Descrição da tarefa →
Na reportagem sobre a morte de Walace, onde o menino vivia com a mãe e os irmãos?

Texto fornecido →

■ ■ ■ ■ ■ ■ ■

Fazia um mês que policial atuava nas ruas do Rio; mãe diz que garoto nada fez, e polícia não sabe explicar crime

PM Cunha, 19, mata pelas costas Walace, 11

Marco Antonio Rezende/Folha Imagem
A mãe de Walace, Sandra Lúcia Silva de Souza (com a mamadeira na mão), mora com seus filhos sob os Arcos da Lapa (centro do Rio)


SABRINA PETRY
DA SUCURSAL DO RIO

A morte do menino Walace de Souza, 11, na tarde de anteontem com um tiro nas costas, é mais uma prova de dois graves problemas enfrentados pelo Rio de Janeiro e pelas grandes cidades do país: a desestruturação familiar causada pela miséria e o despreparo da polícia.
Segundo a Polícia Civil, o tiro que matou Walace foi disparado pelo policial militar Diogo da Silva Freire Cunha, de apenas 19 anos, soldado do 13º batalhão.
O menino vivia com a mãe e oito irmãos embaixo dos Arcos da Lapa, no centro da cidade. Não estudava e viveu nas ruas durante seus 11 anos de vida. Seu irmão mais novo acaba de completar dois meses. O mais velho tem 19.

■ ■ ■ ■ ■ ■ ■

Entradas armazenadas

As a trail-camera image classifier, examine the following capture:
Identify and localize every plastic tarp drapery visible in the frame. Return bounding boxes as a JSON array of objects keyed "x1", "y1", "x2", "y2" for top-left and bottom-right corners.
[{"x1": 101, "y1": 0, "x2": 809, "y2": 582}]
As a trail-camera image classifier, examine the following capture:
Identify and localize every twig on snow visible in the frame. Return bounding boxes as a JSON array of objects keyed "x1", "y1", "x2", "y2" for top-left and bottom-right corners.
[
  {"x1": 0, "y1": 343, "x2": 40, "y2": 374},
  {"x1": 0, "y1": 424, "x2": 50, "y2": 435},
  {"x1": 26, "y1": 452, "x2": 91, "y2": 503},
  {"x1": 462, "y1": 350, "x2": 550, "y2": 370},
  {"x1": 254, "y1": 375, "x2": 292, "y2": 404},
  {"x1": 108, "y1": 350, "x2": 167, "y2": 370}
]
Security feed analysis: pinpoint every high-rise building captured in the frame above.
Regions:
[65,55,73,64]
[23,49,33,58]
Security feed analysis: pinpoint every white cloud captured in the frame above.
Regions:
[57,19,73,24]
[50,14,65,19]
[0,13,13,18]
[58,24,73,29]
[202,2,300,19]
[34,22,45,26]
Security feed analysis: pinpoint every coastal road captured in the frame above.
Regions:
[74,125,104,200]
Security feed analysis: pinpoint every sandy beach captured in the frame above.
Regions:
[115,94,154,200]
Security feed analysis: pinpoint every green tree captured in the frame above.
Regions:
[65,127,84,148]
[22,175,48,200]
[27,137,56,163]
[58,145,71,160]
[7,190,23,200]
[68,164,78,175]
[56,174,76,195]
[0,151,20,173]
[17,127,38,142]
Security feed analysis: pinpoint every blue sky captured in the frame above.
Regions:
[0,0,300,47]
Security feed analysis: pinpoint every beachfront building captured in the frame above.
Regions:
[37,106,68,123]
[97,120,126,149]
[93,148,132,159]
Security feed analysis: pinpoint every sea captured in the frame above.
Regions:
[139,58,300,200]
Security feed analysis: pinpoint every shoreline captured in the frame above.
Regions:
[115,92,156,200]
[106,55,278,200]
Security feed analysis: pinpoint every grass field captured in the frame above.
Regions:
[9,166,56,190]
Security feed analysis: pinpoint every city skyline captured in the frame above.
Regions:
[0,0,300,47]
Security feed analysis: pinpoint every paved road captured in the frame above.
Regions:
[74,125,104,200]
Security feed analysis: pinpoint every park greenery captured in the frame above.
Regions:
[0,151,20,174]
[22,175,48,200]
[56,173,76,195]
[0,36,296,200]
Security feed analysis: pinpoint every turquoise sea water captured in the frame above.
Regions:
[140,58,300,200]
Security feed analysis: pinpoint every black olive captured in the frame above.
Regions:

■ ■ ■ ■ ■ ■ ■

Resposta →
Embaixo dos Arcos da Lapa, no centro da cidade.